begin GIVEN INFORMATION

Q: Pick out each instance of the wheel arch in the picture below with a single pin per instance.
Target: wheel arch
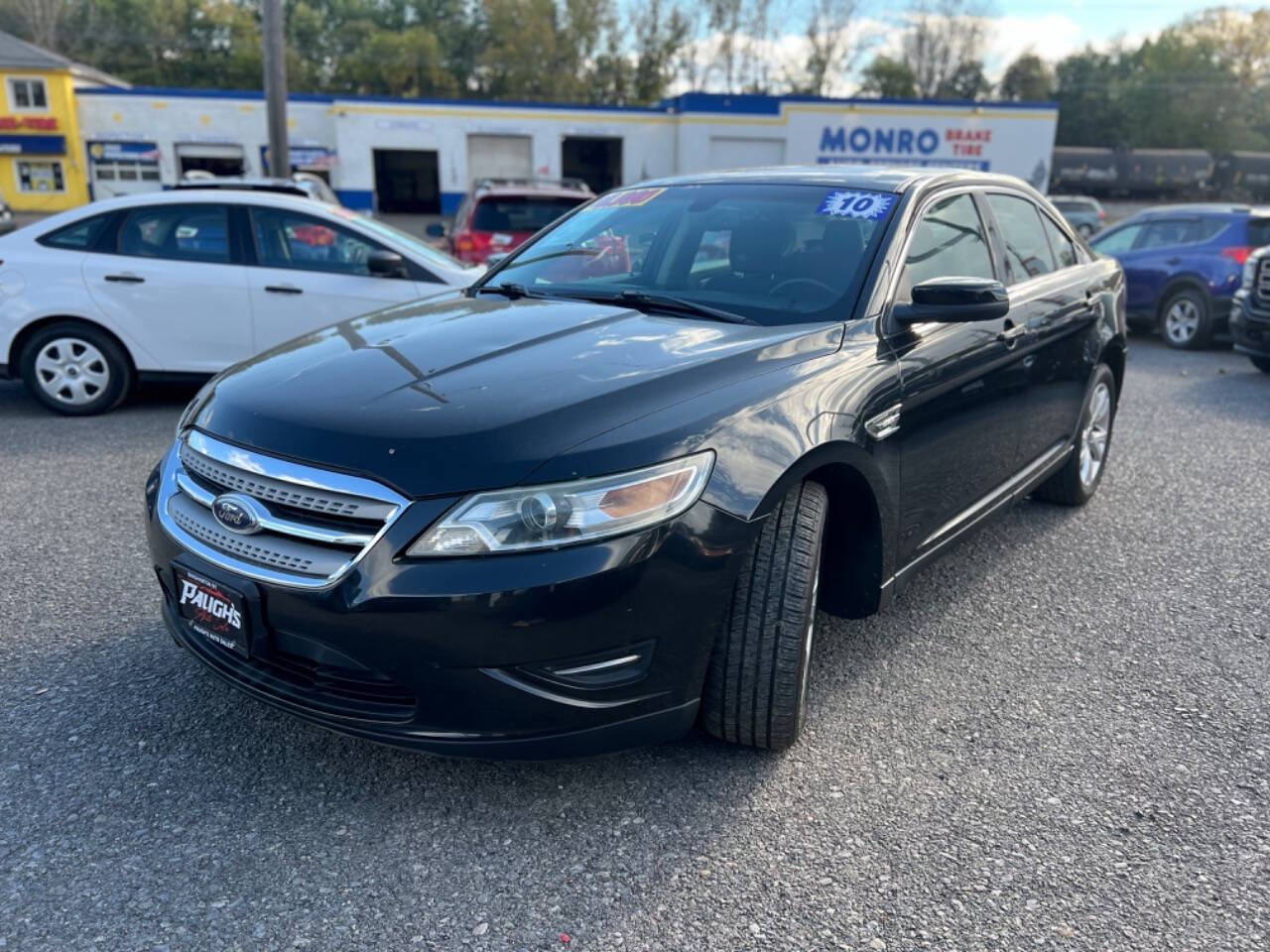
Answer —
(1183, 282)
(19, 341)
(857, 549)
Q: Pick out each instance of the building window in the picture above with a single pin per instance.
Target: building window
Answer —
(41, 177)
(27, 94)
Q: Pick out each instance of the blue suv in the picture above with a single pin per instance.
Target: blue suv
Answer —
(1183, 266)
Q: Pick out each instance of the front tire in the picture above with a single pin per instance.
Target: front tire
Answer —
(1185, 322)
(756, 684)
(75, 370)
(1082, 472)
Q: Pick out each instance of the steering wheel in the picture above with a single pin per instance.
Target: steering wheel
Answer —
(813, 282)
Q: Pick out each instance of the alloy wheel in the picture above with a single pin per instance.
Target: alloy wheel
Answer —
(71, 371)
(1182, 320)
(1095, 434)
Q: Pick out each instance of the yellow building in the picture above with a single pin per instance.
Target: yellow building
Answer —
(42, 167)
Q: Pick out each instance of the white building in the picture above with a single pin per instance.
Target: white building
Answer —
(421, 155)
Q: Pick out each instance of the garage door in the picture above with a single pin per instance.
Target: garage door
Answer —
(209, 157)
(744, 153)
(499, 158)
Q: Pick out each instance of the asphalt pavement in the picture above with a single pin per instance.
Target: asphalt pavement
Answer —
(1056, 739)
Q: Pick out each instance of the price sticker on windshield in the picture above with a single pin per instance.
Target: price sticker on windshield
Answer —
(855, 203)
(630, 198)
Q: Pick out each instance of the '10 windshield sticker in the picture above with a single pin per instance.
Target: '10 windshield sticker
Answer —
(630, 198)
(856, 204)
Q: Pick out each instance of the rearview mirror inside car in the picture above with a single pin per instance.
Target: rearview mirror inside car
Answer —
(955, 299)
(386, 264)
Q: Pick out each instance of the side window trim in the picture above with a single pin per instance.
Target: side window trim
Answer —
(911, 227)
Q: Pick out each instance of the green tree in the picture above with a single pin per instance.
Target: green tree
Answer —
(888, 79)
(1028, 79)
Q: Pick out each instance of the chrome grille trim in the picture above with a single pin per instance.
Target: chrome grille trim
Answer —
(287, 549)
(278, 481)
(1261, 286)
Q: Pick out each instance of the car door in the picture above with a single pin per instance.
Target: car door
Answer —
(961, 385)
(1053, 302)
(173, 277)
(1119, 243)
(307, 272)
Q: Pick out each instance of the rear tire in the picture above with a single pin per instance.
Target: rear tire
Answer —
(756, 684)
(75, 368)
(1185, 322)
(1082, 472)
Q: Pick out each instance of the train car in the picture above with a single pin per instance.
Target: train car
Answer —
(1179, 173)
(1082, 171)
(1242, 176)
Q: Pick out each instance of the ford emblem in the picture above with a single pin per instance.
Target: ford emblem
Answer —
(236, 513)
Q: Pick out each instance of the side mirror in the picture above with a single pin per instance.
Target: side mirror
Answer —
(955, 301)
(386, 264)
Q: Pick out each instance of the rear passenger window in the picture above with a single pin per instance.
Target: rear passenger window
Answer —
(948, 244)
(1028, 254)
(183, 232)
(1170, 231)
(76, 236)
(1058, 241)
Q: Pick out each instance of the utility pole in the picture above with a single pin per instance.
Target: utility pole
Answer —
(276, 89)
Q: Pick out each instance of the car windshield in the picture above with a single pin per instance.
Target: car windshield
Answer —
(420, 249)
(521, 212)
(767, 253)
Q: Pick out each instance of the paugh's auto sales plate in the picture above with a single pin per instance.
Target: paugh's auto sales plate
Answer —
(212, 610)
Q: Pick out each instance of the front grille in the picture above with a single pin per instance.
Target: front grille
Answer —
(1261, 285)
(314, 524)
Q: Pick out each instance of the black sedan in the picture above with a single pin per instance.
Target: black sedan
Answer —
(602, 493)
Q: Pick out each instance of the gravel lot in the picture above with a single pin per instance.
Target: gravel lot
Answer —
(1056, 739)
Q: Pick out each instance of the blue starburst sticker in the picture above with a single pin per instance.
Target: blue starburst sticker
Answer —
(856, 203)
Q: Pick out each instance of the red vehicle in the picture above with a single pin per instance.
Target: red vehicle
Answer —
(499, 214)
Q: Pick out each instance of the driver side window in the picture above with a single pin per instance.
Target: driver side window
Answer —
(948, 243)
(304, 243)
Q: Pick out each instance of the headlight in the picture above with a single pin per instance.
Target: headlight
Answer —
(563, 513)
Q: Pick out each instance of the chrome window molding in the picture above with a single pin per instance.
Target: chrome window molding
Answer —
(177, 484)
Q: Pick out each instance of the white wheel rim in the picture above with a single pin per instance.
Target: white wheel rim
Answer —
(1095, 434)
(1182, 320)
(71, 371)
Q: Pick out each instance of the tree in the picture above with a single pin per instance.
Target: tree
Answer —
(833, 45)
(944, 39)
(1028, 79)
(888, 79)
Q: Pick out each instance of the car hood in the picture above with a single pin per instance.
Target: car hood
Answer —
(461, 394)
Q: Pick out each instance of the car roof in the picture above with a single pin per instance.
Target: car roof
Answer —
(1203, 208)
(878, 178)
(572, 188)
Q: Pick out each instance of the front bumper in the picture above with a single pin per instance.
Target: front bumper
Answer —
(463, 655)
(1250, 325)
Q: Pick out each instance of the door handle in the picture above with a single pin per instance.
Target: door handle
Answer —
(1011, 333)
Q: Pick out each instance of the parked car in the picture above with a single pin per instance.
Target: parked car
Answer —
(1250, 312)
(500, 214)
(1083, 213)
(189, 282)
(604, 490)
(1183, 266)
(304, 184)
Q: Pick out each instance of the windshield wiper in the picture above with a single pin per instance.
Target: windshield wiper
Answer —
(668, 302)
(508, 289)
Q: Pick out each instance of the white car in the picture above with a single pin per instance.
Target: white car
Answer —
(186, 284)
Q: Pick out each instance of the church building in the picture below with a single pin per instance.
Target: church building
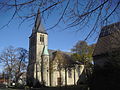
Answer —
(49, 67)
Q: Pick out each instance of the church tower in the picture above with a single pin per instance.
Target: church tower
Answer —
(38, 68)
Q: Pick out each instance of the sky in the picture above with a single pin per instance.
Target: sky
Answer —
(16, 36)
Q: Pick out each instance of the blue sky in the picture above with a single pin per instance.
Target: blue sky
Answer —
(19, 37)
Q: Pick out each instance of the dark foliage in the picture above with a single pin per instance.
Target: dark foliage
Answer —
(105, 78)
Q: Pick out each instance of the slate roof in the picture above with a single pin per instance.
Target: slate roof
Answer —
(38, 27)
(109, 39)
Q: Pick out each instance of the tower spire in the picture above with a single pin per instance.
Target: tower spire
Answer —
(38, 27)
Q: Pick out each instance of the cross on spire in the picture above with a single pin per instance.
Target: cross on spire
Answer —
(38, 27)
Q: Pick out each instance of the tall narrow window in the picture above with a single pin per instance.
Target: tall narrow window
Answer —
(42, 39)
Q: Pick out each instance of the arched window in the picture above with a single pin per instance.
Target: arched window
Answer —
(42, 39)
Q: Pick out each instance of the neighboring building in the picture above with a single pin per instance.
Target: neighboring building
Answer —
(108, 44)
(53, 68)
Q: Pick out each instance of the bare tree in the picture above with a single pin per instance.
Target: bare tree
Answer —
(14, 62)
(73, 13)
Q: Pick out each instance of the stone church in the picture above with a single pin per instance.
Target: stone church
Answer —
(49, 67)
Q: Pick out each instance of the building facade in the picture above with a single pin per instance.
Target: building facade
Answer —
(49, 67)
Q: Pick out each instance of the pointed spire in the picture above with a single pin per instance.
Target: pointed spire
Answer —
(38, 27)
(45, 51)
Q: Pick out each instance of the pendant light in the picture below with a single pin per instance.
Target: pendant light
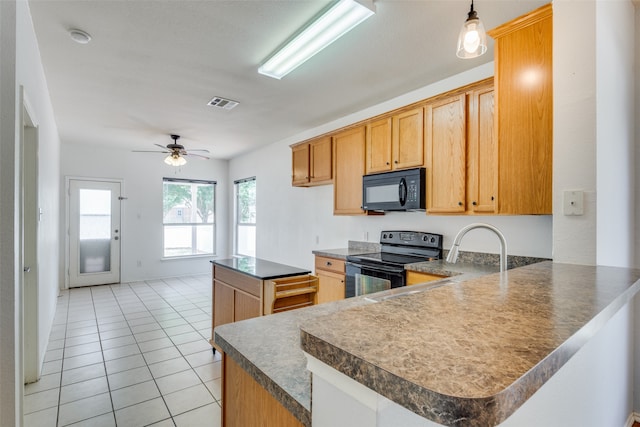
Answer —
(472, 41)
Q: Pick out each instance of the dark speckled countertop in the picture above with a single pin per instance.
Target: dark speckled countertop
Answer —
(471, 352)
(259, 268)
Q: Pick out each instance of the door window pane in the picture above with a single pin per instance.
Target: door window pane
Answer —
(95, 231)
(246, 217)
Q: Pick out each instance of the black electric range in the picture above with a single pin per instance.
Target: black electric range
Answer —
(373, 272)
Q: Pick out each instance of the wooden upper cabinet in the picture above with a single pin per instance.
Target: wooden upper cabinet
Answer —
(348, 168)
(321, 166)
(524, 115)
(445, 122)
(300, 164)
(482, 152)
(396, 142)
(408, 139)
(312, 162)
(378, 146)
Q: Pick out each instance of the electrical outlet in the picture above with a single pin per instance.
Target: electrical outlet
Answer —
(573, 203)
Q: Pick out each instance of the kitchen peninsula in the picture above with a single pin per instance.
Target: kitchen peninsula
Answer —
(459, 352)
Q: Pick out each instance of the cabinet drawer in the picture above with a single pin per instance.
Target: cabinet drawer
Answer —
(330, 264)
(414, 277)
(249, 284)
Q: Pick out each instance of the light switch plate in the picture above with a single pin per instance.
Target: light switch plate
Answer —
(573, 203)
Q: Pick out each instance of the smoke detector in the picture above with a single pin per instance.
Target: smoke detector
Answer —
(79, 36)
(225, 104)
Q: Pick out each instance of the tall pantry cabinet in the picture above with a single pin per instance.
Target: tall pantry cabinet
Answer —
(524, 107)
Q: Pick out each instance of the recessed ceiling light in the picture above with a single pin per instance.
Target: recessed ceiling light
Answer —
(79, 36)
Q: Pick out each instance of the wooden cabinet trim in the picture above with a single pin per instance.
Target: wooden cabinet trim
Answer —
(523, 21)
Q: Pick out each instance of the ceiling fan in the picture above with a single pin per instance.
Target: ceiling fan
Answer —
(176, 152)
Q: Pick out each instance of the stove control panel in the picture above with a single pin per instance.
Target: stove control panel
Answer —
(411, 238)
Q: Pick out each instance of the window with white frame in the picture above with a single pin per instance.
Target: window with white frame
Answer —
(188, 217)
(245, 191)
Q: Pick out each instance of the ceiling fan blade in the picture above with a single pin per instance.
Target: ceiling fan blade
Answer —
(196, 155)
(149, 151)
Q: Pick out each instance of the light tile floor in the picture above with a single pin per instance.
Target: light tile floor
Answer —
(133, 354)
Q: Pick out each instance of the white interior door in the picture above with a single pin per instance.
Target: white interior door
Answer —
(94, 232)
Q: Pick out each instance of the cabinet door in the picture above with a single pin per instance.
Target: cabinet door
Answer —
(378, 152)
(245, 306)
(446, 157)
(524, 100)
(300, 165)
(222, 303)
(482, 163)
(330, 286)
(321, 165)
(408, 139)
(348, 150)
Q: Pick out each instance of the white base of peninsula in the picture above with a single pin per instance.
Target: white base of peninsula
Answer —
(593, 389)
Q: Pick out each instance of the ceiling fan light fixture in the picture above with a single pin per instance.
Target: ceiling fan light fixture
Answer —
(327, 28)
(175, 159)
(472, 41)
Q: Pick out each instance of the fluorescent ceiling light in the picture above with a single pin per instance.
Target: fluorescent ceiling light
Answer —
(330, 26)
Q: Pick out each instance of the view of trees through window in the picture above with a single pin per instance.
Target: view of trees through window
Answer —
(246, 216)
(188, 217)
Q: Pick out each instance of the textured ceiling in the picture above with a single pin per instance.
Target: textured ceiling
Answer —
(153, 65)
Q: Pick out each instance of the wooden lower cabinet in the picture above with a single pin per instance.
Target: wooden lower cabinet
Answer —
(331, 278)
(245, 403)
(238, 296)
(414, 277)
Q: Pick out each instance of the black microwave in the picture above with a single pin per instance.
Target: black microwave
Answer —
(402, 190)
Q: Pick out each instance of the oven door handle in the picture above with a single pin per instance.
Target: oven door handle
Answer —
(402, 192)
(390, 270)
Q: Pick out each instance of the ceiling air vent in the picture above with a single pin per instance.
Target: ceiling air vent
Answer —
(225, 104)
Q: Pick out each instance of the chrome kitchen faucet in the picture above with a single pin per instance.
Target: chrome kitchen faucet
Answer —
(453, 253)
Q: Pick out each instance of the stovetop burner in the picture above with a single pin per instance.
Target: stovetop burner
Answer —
(403, 247)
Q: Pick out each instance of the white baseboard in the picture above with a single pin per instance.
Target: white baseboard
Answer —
(633, 417)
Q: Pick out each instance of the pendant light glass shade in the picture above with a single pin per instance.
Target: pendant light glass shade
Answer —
(175, 160)
(472, 41)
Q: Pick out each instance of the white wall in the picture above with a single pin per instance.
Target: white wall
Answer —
(637, 133)
(10, 364)
(615, 132)
(21, 67)
(291, 222)
(574, 129)
(142, 211)
(30, 75)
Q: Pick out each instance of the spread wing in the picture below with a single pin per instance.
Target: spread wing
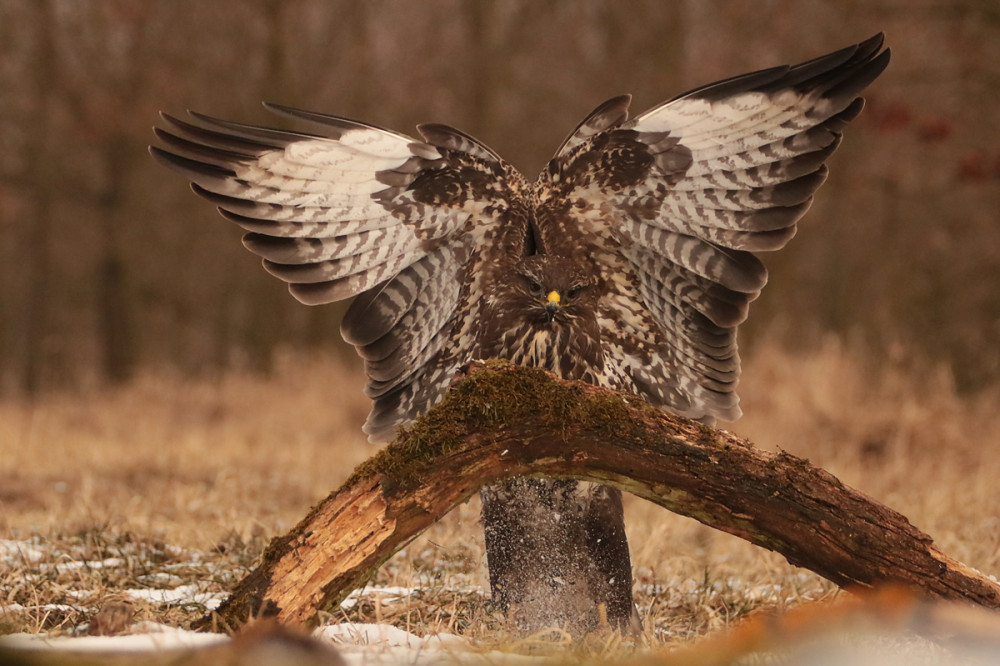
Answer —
(411, 227)
(673, 205)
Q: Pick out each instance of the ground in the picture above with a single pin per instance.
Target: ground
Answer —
(151, 500)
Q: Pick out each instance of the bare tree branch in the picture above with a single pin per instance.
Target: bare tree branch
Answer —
(504, 421)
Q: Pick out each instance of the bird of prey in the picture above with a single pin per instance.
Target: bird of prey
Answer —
(628, 263)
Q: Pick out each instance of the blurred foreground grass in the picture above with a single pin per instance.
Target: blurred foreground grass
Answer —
(172, 481)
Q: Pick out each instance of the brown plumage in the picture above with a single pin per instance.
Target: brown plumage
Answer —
(658, 218)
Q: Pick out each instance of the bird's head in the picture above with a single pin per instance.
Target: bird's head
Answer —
(551, 290)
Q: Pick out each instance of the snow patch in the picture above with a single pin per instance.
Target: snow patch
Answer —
(153, 637)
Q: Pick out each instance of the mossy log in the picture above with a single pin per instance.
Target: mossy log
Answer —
(502, 421)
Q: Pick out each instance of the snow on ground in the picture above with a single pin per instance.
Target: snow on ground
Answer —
(360, 644)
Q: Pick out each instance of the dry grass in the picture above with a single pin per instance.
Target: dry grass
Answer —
(172, 481)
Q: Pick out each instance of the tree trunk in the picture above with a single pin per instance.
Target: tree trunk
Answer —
(504, 421)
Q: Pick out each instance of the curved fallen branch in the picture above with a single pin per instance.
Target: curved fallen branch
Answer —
(503, 421)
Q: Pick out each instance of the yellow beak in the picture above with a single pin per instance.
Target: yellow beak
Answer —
(553, 305)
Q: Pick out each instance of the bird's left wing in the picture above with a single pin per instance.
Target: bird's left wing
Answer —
(412, 227)
(672, 206)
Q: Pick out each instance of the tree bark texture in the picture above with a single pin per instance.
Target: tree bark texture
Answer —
(503, 421)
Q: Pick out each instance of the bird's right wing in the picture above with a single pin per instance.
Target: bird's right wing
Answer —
(411, 227)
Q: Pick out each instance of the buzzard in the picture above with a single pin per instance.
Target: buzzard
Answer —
(628, 263)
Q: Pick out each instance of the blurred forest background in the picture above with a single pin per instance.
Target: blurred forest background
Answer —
(109, 264)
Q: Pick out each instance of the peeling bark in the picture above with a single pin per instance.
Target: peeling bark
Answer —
(504, 421)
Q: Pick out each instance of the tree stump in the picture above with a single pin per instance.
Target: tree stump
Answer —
(502, 421)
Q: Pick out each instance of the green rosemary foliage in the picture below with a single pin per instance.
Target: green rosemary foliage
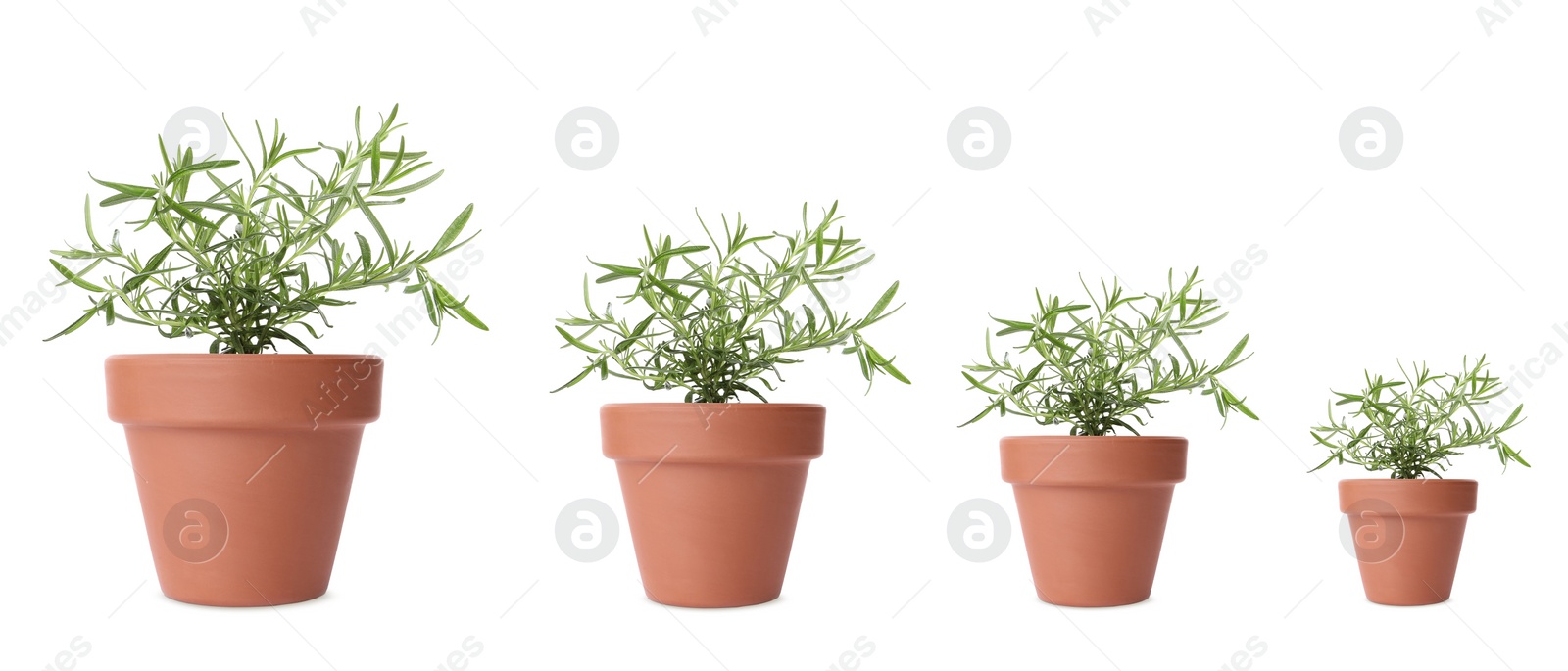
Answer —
(1098, 372)
(1415, 425)
(256, 256)
(718, 328)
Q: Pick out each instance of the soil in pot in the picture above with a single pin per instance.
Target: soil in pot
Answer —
(712, 494)
(1094, 511)
(1407, 535)
(243, 466)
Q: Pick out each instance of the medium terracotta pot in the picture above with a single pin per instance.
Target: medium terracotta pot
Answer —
(1407, 535)
(712, 493)
(1094, 509)
(243, 464)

end GIVEN INFORMATION

> [WHAT IS REQUIRED]:
Will you repeat the material above, but only from the line containing "Q: Pick out each instance of the green rosemary" through its last line, exactly and without the pictures?

> [REPLY TO THE EXERCISE]:
Q: Pick out each instance of the green rosemary foliage in the picture below with a single pin per instance.
Target: green rosemary foliage
Answer —
(1098, 372)
(1415, 425)
(256, 256)
(718, 328)
Q: Pick out each instance of the soil in pot in the picture above with a single pin per instance.
Target: soil in pot
Answer —
(712, 494)
(1094, 511)
(1407, 535)
(243, 466)
Q: Pick out each instance of the medium terracotta pot in the picture above with a single pin per instance.
Target: medium terracotta pot
Answer —
(1407, 535)
(712, 493)
(1094, 509)
(243, 464)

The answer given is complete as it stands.